Please select every line in the rows below that contains the word "black", and copy each one. Case counts.

(Records from a data collection)
====

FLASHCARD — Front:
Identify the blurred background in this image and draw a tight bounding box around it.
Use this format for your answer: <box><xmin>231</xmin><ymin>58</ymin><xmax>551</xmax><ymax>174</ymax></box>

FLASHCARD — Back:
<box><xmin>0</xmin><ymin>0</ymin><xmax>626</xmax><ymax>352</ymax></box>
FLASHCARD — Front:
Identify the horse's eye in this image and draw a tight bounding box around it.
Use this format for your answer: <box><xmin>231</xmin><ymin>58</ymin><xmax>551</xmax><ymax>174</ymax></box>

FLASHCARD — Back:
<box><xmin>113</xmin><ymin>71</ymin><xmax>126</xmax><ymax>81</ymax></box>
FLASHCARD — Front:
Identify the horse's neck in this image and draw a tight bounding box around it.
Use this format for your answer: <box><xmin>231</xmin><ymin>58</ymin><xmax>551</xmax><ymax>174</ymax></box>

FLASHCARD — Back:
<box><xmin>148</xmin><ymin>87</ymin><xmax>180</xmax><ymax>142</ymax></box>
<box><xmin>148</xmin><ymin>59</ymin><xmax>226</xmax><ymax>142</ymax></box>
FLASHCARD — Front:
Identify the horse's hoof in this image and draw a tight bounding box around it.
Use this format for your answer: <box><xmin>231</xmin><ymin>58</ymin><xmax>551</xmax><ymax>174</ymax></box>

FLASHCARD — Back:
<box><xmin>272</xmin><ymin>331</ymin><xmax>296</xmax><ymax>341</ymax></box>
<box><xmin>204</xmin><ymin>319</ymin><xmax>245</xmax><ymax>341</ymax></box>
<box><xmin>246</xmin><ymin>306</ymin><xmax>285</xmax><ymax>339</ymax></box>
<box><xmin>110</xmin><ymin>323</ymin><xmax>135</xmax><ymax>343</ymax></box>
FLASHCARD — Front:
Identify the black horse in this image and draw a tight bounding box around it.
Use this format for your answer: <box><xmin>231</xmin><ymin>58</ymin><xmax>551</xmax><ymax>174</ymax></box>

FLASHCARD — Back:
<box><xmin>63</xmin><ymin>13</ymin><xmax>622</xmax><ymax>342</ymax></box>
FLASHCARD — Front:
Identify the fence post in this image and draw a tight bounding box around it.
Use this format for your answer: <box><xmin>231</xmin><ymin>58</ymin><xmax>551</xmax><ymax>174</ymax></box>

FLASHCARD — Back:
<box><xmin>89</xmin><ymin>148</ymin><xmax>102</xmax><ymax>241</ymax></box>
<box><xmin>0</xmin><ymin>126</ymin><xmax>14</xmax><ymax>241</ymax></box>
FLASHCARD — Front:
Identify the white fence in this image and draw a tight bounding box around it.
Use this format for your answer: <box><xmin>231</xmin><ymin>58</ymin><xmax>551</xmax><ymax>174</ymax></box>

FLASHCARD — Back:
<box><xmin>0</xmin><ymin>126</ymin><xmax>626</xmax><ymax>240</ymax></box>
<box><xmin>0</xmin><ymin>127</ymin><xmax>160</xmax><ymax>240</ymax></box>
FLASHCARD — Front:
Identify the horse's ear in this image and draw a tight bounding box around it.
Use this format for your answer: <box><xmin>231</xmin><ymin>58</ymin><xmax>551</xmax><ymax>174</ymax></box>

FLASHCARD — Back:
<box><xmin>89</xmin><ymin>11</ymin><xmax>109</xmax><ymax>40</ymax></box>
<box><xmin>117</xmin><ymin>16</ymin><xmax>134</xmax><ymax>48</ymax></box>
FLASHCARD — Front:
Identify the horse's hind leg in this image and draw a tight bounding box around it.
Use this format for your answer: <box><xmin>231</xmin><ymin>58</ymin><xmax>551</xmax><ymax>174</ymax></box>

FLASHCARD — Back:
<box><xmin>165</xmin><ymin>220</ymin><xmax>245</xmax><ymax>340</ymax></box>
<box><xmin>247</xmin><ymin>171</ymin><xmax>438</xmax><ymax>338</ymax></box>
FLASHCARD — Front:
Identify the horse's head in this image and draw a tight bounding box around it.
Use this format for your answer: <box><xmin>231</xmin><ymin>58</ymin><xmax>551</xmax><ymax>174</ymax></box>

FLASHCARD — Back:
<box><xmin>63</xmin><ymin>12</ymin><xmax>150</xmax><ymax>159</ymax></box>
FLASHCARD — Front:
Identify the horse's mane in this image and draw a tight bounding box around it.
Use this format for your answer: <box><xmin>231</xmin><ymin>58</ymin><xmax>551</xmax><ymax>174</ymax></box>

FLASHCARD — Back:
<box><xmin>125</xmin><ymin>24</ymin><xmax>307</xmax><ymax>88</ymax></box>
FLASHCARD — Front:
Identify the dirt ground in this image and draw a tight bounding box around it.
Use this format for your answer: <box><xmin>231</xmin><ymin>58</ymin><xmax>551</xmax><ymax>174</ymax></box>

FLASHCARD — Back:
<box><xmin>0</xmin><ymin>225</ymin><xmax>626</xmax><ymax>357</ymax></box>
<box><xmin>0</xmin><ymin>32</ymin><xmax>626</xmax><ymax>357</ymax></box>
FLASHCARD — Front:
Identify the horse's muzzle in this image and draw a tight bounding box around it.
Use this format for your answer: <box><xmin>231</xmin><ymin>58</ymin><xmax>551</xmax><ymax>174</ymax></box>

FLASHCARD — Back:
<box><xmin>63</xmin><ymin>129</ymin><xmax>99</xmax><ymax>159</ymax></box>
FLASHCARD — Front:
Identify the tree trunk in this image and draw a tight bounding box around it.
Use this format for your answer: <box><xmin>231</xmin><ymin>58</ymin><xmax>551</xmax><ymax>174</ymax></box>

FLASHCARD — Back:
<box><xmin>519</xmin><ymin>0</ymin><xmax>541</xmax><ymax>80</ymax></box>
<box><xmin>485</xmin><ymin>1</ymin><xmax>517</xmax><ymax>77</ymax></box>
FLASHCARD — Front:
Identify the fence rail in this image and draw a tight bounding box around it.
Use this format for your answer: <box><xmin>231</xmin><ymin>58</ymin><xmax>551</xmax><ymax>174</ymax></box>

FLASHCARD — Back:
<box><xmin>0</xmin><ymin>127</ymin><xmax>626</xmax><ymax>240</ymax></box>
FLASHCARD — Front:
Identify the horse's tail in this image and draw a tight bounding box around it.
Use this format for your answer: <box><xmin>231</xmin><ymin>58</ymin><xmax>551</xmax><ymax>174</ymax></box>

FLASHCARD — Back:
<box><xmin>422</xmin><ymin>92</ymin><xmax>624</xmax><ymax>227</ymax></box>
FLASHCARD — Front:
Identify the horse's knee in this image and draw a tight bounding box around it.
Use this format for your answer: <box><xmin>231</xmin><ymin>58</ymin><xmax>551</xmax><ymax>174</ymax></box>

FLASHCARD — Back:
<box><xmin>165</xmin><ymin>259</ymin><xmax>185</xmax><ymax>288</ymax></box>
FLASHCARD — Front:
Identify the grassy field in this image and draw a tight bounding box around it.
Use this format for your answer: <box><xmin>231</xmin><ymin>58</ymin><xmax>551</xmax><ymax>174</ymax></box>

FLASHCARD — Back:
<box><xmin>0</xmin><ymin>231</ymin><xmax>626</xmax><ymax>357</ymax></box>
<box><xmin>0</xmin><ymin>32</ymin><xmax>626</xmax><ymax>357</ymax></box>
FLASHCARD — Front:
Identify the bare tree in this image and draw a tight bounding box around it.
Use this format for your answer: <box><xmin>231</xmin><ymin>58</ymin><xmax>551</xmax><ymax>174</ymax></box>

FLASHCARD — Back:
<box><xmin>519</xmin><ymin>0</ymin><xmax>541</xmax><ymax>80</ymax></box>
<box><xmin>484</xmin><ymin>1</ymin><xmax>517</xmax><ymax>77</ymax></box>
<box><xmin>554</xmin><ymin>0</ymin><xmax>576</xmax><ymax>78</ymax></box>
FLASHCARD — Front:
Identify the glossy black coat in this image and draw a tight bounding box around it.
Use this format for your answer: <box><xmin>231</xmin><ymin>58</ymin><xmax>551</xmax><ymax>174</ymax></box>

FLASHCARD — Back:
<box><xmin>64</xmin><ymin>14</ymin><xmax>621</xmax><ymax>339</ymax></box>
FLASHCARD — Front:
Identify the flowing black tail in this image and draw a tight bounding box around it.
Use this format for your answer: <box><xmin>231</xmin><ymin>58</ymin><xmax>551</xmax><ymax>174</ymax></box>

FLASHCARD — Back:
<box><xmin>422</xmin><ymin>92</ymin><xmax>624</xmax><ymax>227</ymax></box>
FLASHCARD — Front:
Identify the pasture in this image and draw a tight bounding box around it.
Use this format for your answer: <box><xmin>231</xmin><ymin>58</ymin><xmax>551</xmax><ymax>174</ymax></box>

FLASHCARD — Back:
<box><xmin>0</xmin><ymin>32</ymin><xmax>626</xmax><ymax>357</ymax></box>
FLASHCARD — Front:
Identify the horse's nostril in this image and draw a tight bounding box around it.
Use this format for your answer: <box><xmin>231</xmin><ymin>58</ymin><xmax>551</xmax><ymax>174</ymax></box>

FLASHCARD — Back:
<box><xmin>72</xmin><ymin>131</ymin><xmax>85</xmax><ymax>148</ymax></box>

====

> _Result of this exercise_:
Identify the black horse in this image and draw a tight bounding box around it.
Identify the glossy black coat in this image and draw a tight bounding box around it.
Identify the flowing black tail in this image and draw a tight bounding box around it.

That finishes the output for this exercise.